#### Instructions for the task:
Please rewrite the listing, starting with its first line and going on through the line with "(1074, 604)", as a two-column CSV headed text and answer, with one row for each piece of text and the answer that follows it. Put each in a single quoted field, turning line breaks into spaces.

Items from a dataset
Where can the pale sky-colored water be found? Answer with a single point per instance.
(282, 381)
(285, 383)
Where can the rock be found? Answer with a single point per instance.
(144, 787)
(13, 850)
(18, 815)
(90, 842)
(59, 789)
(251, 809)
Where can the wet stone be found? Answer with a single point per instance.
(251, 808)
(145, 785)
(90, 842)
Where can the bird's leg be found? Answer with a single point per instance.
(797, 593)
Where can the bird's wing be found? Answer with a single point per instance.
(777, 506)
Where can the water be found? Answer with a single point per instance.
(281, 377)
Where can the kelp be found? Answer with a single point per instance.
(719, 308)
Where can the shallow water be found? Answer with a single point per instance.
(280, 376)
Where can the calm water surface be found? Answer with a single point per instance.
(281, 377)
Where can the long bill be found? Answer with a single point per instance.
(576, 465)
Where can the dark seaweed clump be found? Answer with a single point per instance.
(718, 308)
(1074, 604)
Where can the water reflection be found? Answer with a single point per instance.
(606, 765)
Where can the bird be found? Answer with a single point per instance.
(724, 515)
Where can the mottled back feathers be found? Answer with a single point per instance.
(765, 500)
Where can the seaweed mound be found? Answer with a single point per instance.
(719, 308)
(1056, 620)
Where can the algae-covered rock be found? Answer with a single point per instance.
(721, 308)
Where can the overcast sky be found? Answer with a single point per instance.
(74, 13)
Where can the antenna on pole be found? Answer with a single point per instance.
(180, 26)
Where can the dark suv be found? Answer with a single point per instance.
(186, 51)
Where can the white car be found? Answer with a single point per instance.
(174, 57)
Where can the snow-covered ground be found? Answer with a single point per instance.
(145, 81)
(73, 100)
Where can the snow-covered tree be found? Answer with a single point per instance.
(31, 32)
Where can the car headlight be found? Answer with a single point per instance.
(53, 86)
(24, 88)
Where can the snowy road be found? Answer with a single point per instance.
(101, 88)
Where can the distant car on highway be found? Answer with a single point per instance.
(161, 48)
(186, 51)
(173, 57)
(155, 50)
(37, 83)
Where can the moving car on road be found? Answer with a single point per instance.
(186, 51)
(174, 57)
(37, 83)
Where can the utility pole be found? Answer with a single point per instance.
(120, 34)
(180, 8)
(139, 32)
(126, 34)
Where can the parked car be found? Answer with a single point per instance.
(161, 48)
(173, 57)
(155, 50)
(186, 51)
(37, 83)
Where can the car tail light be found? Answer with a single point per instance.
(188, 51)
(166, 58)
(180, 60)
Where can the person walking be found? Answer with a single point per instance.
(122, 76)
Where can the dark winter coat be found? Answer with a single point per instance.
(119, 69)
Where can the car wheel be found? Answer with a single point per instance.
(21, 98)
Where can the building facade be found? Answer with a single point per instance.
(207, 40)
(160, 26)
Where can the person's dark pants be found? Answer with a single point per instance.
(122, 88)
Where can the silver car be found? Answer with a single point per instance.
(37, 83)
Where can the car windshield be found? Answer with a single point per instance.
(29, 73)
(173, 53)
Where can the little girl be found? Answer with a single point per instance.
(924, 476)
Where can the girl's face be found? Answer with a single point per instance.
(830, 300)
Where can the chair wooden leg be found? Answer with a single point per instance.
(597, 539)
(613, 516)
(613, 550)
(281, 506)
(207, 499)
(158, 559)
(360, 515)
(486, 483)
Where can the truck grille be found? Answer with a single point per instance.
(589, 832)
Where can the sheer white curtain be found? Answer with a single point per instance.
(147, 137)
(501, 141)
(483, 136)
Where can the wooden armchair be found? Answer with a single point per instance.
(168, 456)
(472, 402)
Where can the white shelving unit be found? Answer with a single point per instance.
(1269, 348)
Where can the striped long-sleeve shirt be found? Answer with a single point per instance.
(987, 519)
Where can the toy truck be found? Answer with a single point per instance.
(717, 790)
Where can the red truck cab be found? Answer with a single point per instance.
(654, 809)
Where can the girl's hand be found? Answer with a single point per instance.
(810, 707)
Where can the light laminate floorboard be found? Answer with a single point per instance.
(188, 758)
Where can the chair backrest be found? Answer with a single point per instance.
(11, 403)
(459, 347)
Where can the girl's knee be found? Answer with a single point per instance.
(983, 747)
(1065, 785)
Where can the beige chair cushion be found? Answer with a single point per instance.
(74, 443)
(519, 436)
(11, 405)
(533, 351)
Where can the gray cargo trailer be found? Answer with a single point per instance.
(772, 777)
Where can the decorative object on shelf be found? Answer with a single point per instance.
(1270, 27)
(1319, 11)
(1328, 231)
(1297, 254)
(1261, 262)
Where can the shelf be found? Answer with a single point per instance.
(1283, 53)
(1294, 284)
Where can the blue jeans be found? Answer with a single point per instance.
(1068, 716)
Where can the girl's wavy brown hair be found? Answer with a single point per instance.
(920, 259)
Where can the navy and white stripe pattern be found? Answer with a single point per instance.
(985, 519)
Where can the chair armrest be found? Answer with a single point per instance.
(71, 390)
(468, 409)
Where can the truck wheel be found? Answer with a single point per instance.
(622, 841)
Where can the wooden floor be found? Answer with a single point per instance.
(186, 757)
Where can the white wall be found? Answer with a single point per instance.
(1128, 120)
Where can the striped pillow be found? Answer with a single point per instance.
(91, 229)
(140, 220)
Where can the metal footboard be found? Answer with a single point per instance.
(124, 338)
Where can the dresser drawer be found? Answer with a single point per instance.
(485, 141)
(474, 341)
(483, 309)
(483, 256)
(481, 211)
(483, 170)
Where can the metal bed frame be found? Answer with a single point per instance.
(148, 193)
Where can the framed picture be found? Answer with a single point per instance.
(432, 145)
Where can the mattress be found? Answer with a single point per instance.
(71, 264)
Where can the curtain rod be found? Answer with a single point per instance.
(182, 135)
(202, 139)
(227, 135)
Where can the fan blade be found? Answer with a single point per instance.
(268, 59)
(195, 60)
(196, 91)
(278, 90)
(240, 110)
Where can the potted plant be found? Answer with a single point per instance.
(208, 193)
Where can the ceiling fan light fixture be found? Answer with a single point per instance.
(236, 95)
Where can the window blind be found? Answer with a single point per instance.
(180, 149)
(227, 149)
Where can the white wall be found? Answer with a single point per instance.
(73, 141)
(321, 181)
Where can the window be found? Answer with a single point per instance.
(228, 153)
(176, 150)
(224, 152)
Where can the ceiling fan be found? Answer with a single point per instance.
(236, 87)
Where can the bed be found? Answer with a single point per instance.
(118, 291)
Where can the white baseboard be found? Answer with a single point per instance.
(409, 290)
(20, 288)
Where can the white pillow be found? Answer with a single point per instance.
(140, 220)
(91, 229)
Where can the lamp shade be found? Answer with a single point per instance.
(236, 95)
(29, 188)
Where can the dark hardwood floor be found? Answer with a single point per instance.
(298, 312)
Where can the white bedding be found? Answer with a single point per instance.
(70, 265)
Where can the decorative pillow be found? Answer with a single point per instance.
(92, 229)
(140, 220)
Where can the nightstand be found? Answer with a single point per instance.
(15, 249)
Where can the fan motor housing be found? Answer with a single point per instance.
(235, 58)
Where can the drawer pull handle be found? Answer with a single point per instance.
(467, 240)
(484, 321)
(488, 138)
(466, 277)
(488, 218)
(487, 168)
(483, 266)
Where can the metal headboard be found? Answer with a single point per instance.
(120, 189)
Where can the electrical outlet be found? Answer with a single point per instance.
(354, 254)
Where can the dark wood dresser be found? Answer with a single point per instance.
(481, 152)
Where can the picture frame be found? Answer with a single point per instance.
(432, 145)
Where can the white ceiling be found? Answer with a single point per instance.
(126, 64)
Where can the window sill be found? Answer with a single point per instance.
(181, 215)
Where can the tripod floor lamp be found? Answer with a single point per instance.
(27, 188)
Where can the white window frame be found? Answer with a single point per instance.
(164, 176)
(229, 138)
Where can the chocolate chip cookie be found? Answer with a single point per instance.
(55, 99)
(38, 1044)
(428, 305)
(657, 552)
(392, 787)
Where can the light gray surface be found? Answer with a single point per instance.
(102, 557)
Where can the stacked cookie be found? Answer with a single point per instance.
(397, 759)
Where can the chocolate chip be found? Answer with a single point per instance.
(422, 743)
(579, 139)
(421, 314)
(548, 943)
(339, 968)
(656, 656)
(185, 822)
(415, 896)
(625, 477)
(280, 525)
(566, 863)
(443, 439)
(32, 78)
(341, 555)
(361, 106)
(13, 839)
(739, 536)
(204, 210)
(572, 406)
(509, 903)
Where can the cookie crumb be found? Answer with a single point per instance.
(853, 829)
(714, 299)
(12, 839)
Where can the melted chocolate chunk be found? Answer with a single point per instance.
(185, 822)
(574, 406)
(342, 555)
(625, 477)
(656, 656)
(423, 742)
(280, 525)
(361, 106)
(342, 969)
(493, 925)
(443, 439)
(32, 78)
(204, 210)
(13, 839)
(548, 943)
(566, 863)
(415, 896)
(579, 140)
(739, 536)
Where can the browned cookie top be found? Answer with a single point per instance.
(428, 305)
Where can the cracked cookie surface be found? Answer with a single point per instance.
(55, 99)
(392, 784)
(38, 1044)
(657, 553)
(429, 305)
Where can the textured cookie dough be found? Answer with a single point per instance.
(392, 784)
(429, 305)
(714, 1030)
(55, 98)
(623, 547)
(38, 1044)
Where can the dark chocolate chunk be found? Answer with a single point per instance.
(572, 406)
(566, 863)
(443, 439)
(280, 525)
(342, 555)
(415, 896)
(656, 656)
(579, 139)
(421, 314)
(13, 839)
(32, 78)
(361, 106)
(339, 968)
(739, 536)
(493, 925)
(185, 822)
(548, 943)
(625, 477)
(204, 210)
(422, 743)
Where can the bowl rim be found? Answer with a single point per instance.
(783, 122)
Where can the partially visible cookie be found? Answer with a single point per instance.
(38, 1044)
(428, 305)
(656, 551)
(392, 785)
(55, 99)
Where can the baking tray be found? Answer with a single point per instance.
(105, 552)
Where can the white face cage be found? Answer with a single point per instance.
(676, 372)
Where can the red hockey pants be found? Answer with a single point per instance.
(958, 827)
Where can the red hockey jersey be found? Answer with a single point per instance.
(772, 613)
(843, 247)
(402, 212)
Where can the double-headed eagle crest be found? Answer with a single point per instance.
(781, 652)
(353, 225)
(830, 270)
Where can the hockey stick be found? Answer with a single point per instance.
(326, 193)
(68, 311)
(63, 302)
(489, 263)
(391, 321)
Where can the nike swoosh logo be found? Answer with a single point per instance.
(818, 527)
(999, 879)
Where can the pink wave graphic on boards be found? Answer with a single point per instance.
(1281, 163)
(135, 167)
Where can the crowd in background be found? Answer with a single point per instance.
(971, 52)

#### Answer below:
text,answer
"Where can the pale sky-colored water be found? Answer with a single point per instance.","(282, 381) (285, 383)"
"Where can the rock be found? Answer with a single point per instance.","(144, 787) (13, 850) (18, 815) (90, 842) (59, 789) (251, 809)"
"Where can the wet stone be found? Answer with a single point per instance.","(251, 808) (145, 785) (90, 842)"
"Where can the bird's leg be found? Answer with a single point per instance.","(797, 593)"
"Where can the bird's wing be found? Answer with a single point per instance.","(777, 506)"
"Where can the water be found? Answer with a single point per instance.","(281, 377)"
"Where can the kelp be found? Answer with a single point per instance.","(719, 308)"
"Where can the shallow water be found? Answer with a single point per instance.","(280, 376)"
"Where can the calm water surface be found? Answer with a single point per instance.","(281, 377)"
"Where can the long bill be found? Answer with a single point per instance.","(576, 465)"
"Where can the dark seaweed clump be found? Answer with a single point per instance.","(718, 308) (1074, 604)"